▽

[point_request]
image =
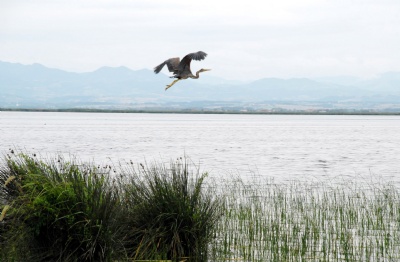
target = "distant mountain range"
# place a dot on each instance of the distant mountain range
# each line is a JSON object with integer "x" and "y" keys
{"x": 30, "y": 86}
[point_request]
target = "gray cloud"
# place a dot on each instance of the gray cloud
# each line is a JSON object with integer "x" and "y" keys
{"x": 244, "y": 39}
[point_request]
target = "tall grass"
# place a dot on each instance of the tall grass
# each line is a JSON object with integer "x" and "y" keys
{"x": 171, "y": 215}
{"x": 60, "y": 211}
{"x": 265, "y": 221}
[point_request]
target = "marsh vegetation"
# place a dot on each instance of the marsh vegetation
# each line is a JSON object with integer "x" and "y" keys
{"x": 57, "y": 209}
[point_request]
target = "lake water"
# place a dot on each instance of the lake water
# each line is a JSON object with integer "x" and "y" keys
{"x": 284, "y": 147}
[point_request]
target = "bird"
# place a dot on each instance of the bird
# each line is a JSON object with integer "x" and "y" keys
{"x": 181, "y": 68}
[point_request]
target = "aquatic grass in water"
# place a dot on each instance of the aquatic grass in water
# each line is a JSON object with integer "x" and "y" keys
{"x": 264, "y": 221}
{"x": 62, "y": 210}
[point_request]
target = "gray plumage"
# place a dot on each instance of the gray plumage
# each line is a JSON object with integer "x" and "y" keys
{"x": 181, "y": 68}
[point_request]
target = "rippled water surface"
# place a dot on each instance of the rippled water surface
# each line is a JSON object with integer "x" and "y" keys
{"x": 285, "y": 147}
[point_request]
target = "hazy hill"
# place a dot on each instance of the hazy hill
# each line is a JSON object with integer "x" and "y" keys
{"x": 37, "y": 85}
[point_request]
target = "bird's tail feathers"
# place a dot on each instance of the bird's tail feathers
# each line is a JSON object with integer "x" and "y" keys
{"x": 158, "y": 68}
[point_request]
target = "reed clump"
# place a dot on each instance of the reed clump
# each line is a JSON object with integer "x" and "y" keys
{"x": 63, "y": 210}
{"x": 59, "y": 211}
{"x": 172, "y": 215}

△

WORK REQUIRED:
Find every line in the data above that contains the word "plumage" and copy each of those lines.

WRITTEN REPLY:
target = "gray plumage"
# place a dot on each instance of the gray plumage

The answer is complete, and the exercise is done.